Supplied data:
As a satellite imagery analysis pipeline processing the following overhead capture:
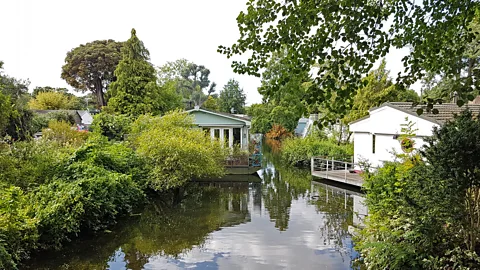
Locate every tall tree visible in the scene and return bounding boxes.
[0,62,33,140]
[32,86,71,97]
[108,29,165,116]
[61,39,123,106]
[219,0,480,121]
[158,59,216,105]
[28,92,81,110]
[249,49,313,133]
[218,79,246,113]
[344,59,420,123]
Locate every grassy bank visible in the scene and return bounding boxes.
[0,112,225,269]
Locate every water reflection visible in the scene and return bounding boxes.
[25,164,362,270]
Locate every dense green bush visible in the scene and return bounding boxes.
[91,112,132,141]
[0,187,38,269]
[60,135,149,187]
[132,111,227,190]
[281,136,353,165]
[0,140,73,190]
[32,168,144,248]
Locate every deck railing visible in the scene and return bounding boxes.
[310,157,358,182]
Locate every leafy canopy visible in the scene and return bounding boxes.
[158,59,216,105]
[218,0,480,118]
[108,29,179,116]
[61,39,123,106]
[218,79,246,113]
[28,92,77,110]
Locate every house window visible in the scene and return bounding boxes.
[203,128,210,136]
[372,134,376,154]
[233,128,240,145]
[223,129,230,147]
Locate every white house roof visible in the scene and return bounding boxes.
[349,102,480,125]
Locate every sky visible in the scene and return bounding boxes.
[0,0,418,105]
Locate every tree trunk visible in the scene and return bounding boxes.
[95,78,107,108]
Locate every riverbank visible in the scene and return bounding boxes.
[0,112,226,269]
[25,158,361,270]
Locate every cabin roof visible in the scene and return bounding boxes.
[187,108,251,125]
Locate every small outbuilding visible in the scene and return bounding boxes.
[350,102,480,166]
[187,106,251,149]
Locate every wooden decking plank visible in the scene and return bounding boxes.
[312,170,363,187]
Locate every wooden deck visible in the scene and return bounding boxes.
[312,170,363,187]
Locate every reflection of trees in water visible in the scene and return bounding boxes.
[23,183,250,269]
[263,163,311,231]
[310,185,353,248]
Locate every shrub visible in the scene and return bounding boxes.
[132,111,226,190]
[31,167,144,249]
[0,187,38,269]
[0,141,73,190]
[91,112,132,141]
[265,124,292,141]
[60,136,149,186]
[356,112,480,269]
[42,120,88,146]
[281,136,353,165]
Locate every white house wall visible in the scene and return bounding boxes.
[350,107,438,166]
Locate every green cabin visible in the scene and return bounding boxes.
[187,106,251,149]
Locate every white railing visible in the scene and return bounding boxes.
[310,157,359,183]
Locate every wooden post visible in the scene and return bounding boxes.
[310,157,315,173]
[325,159,328,179]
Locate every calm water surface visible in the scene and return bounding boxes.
[25,155,366,270]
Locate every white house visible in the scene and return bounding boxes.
[349,102,480,166]
[187,106,251,149]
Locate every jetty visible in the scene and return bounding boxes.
[310,157,363,187]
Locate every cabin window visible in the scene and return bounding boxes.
[233,128,240,145]
[372,134,376,154]
[223,129,230,147]
[203,128,210,136]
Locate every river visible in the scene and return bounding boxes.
[24,152,366,270]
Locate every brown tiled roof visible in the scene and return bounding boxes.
[381,102,480,124]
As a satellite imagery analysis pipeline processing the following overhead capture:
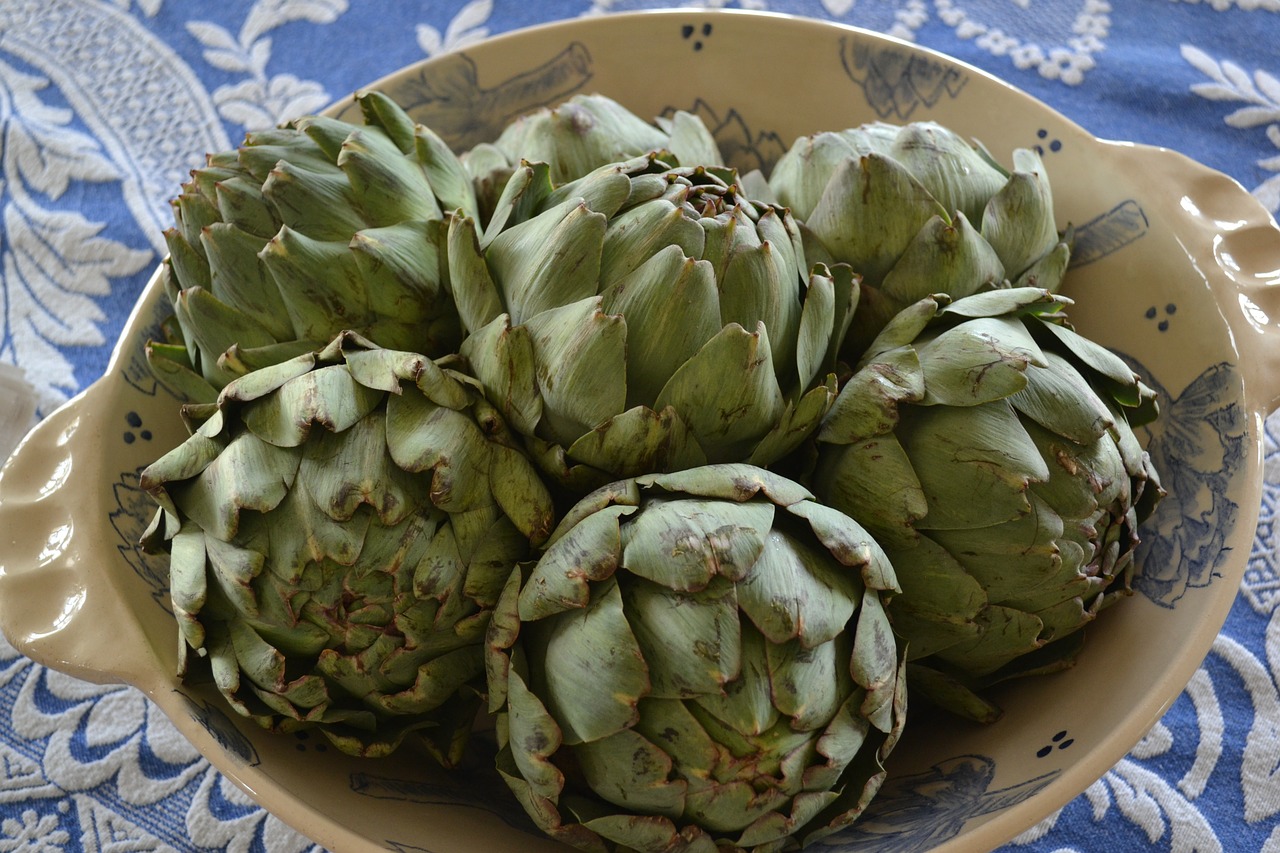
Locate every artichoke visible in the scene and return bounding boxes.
[148,92,476,402]
[448,155,856,497]
[488,465,906,853]
[812,288,1161,720]
[141,333,553,763]
[768,122,1070,359]
[462,95,723,220]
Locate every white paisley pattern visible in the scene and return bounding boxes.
[0,0,1280,853]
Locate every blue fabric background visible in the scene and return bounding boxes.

Stated exercise:
Convert all of the records above into a JSON list of strings, one string per line, with blank lines and the pictures left out.

Task answer:
[
  "As a satellite imagery analysis pipeline processing the following overhead capture:",
  "Locate every tall tree visible in the scene and return bounding boxes.",
  "[0,62,33,140]",
  "[32,86,71,97]",
  "[108,29,165,116]",
  "[61,39,123,106]",
  "[219,0,480,121]",
  "[158,59,216,105]",
  "[28,92,81,110]",
  "[249,49,313,133]",
  "[218,79,246,113]",
  "[344,59,420,123]",
  "Locate every grassy bank visible in the scene and return bounding boxes.",
  "[0,112,225,269]",
  "Locate every water reflection visible in the scene and return bounding boxes.",
  "[25,164,362,270]",
  "Locate every dense green bush visible in the scene and return bounding boxes.",
  "[91,112,132,141]",
  "[0,187,38,269]",
  "[60,135,149,187]",
  "[132,111,227,190]",
  "[281,136,353,165]",
  "[0,140,73,190]",
  "[32,168,144,248]",
  "Locate every deck railing visible in the scene and return bounding boxes.",
  "[310,157,358,182]",
  "Locate every leafy canopy visible in the scene and return bounding boxes.",
  "[158,59,216,105]",
  "[218,0,480,118]",
  "[108,29,179,116]",
  "[61,39,123,106]",
  "[218,79,246,113]",
  "[28,92,77,110]",
  "Locate every house window visible in the scene and return bounding boxes.",
  "[203,128,210,136]",
  "[372,134,376,154]",
  "[233,128,240,145]",
  "[223,129,230,147]",
  "Locate every white house roof visible in the scene and return bounding boxes.",
  "[349,102,480,125]",
  "Locate every sky visible in the scene and return bounding boxes.",
  "[0,0,418,105]",
  "Locate every tree trunk visible in the scene and return bounding boxes.",
  "[95,78,107,108]",
  "Locate every riverbank visible in the scene and return bounding boxes.",
  "[0,112,226,269]",
  "[25,158,361,270]",
  "Locate every cabin roof visible in the scene and return bounding boxes.",
  "[187,108,251,125]",
  "Locate every small outbuilding visible in the scene and return bounding boxes.",
  "[350,102,480,166]",
  "[187,106,251,149]",
  "Locate every wooden decking plank visible in the scene and return bounding boxes.",
  "[312,170,363,187]",
  "Locate every wooden deck visible in the scene and return bounding boxes.",
  "[312,170,363,187]",
  "Locate every reflection of trees in water visible in the scene and return bounding boxes.",
  "[23,183,250,269]",
  "[263,163,311,231]",
  "[310,185,353,248]",
  "Locate every shrub visible in the scene and return bounding boxes.",
  "[132,111,226,190]",
  "[31,167,144,249]",
  "[0,187,38,269]",
  "[0,141,73,190]",
  "[91,112,132,141]",
  "[265,124,292,141]",
  "[60,136,149,186]",
  "[356,112,480,269]",
  "[42,120,88,146]",
  "[281,136,353,165]",
  "Locate every white house wall visible in the scene and return bounding boxes.",
  "[350,107,438,166]",
  "Locate every green cabin visible in the scene and return bounding boxes.",
  "[187,106,251,149]",
  "Locate every white railing visible in the scene and return bounding boxes.",
  "[310,157,359,183]",
  "Locate every wooden post visible in the scene and return bounding boxes.",
  "[310,157,315,173]",
  "[325,159,328,179]",
  "Locate every calm water surface visible in the scene and return bounding boxes.",
  "[25,155,366,270]",
  "Locate every white house visible in the scene and return bounding boxes.",
  "[349,102,480,166]",
  "[187,106,251,149]",
  "Locate every jetty visible in the scene and return bounding boxes.",
  "[310,157,363,187]",
  "Locate every cabin window visible in the scene and return bounding boxes.",
  "[233,128,240,145]",
  "[372,134,376,154]",
  "[223,129,230,147]",
  "[203,128,210,136]",
  "Locate every river visible in the scene and return bounding boxes.",
  "[24,152,366,270]",
  "Locate every brown tiled roof visible in the scene and return bounding boxes.",
  "[381,102,480,124]",
  "As a satellite imagery analysis pipeline processing the following overhead capture:",
  "Locate every artichoke visible in the scene and return bounding boxes.",
  "[148,92,476,402]",
  "[448,155,856,497]",
  "[488,465,906,853]",
  "[812,288,1161,720]",
  "[141,333,553,763]",
  "[768,122,1070,359]",
  "[462,95,723,220]",
  "Locate every white paisley pattern visible in the scene and return bounding boxes.",
  "[0,0,1280,853]",
  "Locate every blue fabric background visible in the scene and return bounding boxes."
]